## Available data
++++++++
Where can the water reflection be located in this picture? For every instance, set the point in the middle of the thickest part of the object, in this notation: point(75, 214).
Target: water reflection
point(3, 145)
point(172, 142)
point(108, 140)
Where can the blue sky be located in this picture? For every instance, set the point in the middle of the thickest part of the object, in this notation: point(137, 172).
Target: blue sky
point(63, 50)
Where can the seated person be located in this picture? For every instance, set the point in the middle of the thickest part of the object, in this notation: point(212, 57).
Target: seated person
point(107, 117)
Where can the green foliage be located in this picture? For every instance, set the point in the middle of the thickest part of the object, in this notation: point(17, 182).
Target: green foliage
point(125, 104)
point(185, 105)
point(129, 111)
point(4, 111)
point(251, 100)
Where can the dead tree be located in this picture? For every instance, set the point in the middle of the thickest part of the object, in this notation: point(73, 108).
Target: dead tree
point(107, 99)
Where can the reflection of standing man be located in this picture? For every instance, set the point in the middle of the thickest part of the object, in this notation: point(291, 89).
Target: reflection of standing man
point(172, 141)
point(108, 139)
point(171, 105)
++++++++
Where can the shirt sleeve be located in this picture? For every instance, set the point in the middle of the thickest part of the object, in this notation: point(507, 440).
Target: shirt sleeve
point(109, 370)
++++++++
## Written exercise
Update the data starting at the line that contains "Where can the water" and ending at the line that contains "point(107, 117)". Replace "blue sky" with "open sky" and change nothing else.

## Response for this exercise
Where can the water reflection be located in this picture? For every instance, set the point in the middle of the thickest part of the object, in this notation: point(75, 214).
Target: water reflection
point(3, 145)
point(172, 142)
point(108, 140)
Where can the open sky be located in this picture? For every instance, set the point in the middle of the thickest part of the object, in this notation: point(137, 172).
Target: open sky
point(63, 50)
Where can the seated person be located in this picture? For every instance, set the point in the middle of the thickest part of the object, in this notation: point(212, 57).
Target: seated person
point(107, 117)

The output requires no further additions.